Manu Leguineche

12 mayo 2005

Manu Leguineche: «Se nace y se muere solo. Yo siempre he sido un solitario»

EL PERIODISTA Y ESCRITOR Manu Leguineche, 57 años, ha publicado esta semana "La felicidad de la tierra" (Alfaguara), un libro a caballo entre el diario y las memorias. Son 400 páginas de vida y saberes. Miscelánea de pequeñas cosas. Por fin, doce años de inventario: el mundo de un vasco desde la Alcarria, Guadalajara, donde vive a la vuelta de tantas ciudades y tantas guerras.

########################################

Objetivo 1:
Reúne cada línea de los registros en la que aparezca la cadena "brown", distinguiendo entre mayúsculas y minúsculas.
El texto y los registros proceden de fuentes distintas.

########################################

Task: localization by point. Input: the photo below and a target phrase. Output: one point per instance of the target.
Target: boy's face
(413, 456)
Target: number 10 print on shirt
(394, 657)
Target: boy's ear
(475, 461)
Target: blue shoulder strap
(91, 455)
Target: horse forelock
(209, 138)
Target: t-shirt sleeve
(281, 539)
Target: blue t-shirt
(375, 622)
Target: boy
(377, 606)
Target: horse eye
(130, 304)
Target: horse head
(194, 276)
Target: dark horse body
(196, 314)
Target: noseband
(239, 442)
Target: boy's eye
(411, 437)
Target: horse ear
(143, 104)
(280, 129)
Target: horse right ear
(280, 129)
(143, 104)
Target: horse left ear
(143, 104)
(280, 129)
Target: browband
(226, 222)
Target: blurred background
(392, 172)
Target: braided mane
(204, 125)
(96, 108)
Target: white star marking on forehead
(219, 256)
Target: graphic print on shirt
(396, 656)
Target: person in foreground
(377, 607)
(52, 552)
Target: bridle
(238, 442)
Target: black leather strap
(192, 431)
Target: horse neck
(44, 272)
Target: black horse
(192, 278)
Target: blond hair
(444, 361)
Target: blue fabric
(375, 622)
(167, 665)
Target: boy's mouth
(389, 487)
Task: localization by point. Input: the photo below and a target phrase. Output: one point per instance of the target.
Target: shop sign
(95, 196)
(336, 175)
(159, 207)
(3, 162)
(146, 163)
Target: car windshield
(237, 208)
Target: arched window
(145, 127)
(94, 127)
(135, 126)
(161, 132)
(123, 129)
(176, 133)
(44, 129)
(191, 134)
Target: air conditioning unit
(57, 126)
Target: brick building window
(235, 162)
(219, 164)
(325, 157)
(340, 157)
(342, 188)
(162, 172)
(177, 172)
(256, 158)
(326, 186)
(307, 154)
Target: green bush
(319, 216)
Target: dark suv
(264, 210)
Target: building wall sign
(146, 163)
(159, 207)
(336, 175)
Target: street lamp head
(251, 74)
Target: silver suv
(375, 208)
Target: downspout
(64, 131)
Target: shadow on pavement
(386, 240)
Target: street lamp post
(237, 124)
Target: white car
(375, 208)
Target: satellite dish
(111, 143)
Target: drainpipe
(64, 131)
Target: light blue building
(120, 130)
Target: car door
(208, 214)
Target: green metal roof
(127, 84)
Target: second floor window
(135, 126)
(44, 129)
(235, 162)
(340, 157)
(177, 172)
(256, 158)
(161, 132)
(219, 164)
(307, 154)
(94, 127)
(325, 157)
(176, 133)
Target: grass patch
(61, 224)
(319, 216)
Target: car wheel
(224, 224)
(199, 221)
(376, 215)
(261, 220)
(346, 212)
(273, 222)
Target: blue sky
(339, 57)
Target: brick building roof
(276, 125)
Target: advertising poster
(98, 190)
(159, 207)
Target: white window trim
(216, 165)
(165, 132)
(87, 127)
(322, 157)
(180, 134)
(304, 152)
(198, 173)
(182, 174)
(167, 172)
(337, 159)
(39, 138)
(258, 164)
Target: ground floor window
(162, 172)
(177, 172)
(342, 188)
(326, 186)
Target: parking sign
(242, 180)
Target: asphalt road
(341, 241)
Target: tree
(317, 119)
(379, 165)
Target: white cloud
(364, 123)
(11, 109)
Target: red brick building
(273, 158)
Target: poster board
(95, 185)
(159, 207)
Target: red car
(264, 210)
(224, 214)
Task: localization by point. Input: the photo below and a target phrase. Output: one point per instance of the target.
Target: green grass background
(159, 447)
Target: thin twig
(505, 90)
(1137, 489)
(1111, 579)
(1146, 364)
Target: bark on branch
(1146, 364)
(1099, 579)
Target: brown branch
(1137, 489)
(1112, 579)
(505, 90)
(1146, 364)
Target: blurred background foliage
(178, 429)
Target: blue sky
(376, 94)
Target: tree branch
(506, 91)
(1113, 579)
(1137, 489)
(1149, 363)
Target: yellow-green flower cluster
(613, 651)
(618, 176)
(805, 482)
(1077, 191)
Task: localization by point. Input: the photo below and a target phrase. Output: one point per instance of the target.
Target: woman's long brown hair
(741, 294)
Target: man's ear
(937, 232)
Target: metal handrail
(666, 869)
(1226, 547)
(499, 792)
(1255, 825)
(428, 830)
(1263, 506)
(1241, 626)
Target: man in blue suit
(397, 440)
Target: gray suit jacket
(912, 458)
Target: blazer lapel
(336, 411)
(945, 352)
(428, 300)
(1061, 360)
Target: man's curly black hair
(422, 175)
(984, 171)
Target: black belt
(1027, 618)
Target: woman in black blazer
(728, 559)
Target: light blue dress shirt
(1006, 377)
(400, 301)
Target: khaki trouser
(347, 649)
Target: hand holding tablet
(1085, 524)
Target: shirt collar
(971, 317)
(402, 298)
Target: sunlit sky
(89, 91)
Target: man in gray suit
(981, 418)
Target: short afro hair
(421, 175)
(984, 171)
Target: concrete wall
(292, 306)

########################################

Objetivo 2:
Devuelve sin cambios el tramo del texto sobre Manu Leguineche que va desde "EL PERIODISTA Y" hasta "y tantas guerras.".

Respuesta del ejercicio 1:
Target: brown branch
Target: woman's long brown hair

Respuesta del ejercicio 2:
EL PERIODISTA Y ESCRITOR Manu Leguineche, 57 años, ha publicado esta semana "La felicidad de la tierra" (Alfaguara), un libro a caballo entre el diario y las memorias. Son 400 páginas de vida y saberes. Miscelánea de pequeñas cosas. Por fin, doce años de inventario: el mundo de un vasco desde la Alcarria, Guadalajara, donde vive a la vuelta de tantas ciudades y tantas guerras.